Compito assegnato A
Risponda alle seguenti domande sull'articolo dedicato alla guerra dell'energia e del grano:
(i) Su quale convinzione, secondo l'autore, si sono adagiate per anni le democrazie occidentali?
(ii) Quali sono le due più forti economie dell'eurozona citate nell'articolo?
(iii) A quanto ammonta il pacchetto di aiuti varato per Kiev e in quanti anni deve essere rimborsato?
Compito assegnato B
Nell'articolo sulla guerra dell'energia e del grano, riformuli sotto forma di elenco puntato il paragrafo che inizia con «Poco dopo l'inizio della guerra ucraina», mantenendone i fatti principali.
Compito assegnato C
Prosegua l'articolo sulla guerra dell'energia e del grano, riprendendo subito dopo l'ultima frase riportata.

Testo di lettura
*-*-*
Guerra dell’energia e del grano
(di Massimiliano D’Elia) Alla fine Putin probabilmente sta riuscendo nel suo folle piano, che poi tanto folle non è: mettere in crisi le democrazie occidentali che per anni si sono adagiate sulla convinzione di una pace duratura garantita da Nato e Nazioni Unite. Meno convincente, invece, la capacità d’influenza dell’Unione europea, organizzazione di Stati ancora molto acerba e vittima di contraddizioni interne, al momento, apparentemente insanabili. Una Bruxelles sempre più debole è certificata dagli avvenimenti di queste ultime ore.
Poco dopo l’inizio della guerra ucraina tutti i 27 ma soprattutto le due più forti economie dell’eurozona, Germania e Francia, sembravano coese con le decisioni della Commissione su finanziamenti e fornitura di armi a Kiev. La decisione più audace è stata quella di varare un sontuoso pacchetto di aiuti (9 miliardi di euro) rimborsabili da Kiev in 25 anni e senza interessi (i fondi sarebbero coperti dagli “eurobond” messi sul mercato, garantiti quindi dall’Ue).
*-*-*
Contenuti archiviati di una raccolta
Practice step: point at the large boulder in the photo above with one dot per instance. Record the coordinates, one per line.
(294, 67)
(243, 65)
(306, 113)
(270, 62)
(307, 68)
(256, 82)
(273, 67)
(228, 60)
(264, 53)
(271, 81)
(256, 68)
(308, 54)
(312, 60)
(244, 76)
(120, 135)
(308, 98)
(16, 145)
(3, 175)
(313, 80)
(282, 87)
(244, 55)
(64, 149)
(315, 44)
*-*-*
Risposta al compito A
(i) Sulla convinzione di una pace duratura garantita da Nato e Nazioni Unite.
(ii) Germania e Francia.
(iii) Ammonta a 9 miliardi di euro, rimborsabili da Kiev in 25 anni e senza interessi.

Risposta al compito B
- Poco dopo l'inizio della guerra in Ucraina, tutti i 27 Stati, e in particolare Germania e Francia, apparivano concordi con le decisioni della Commissione su finanziamenti e fornitura di armi a Kiev.
- La decisione più audace è stata un pacchetto di aiuti da 9 miliardi di euro.
- Kiev dovrà rimborsare la somma in 25 anni, senza interessi.
- I fondi sarebbero coperti da eurobond immessi sul mercato e garantiti dall'Ue.

Risposta al compito C
Oggi tutto è cambiato. All’epoca Putin non aveva ancora utilizzato, sul serio, la sue armi più potenti, quelle degli approvvigionamenti energetici e del grano, armi in grado di condizionare la vita reale, l’economia e forse anche la stabilità di interi sistemi governativi. Come pere mature che stanno lì, lì per cadere è caduto il governo Johnson in Inghilterra mentre quelli retti da Macron, Sholz e Draghi vacillano pericolosamente, in preda a difficoltà interne susseguenti alla guerra (dibattito su invio di armi e sostegni all’Ucraina, crescente ed insostenibile inflazione, aumento disoccupazione, decremento previsionale del Pil, aumento flussi migratori dall’Africa, esigenza approvvigionamento diversificato di gas e petrolio e questione carestia Africa, Asia e Medio Oriente a seguito del blocco del grano ucraino).
La Germania, come scrive Fubini su Corsera da oltre un mese sta, quindi, bloccando il pacchetto da 9 miliardi di euro di aiuti previsti dall’Unione europea all’Ucraina. Secondo Zelensky la Germania oltre a bloccare i finanziamenti Ue sarebbe pronta a violare alcune sanzioni contro Mosca pur di riattivare la regolarità del flusso di gas russo, tramite il Nord Stream.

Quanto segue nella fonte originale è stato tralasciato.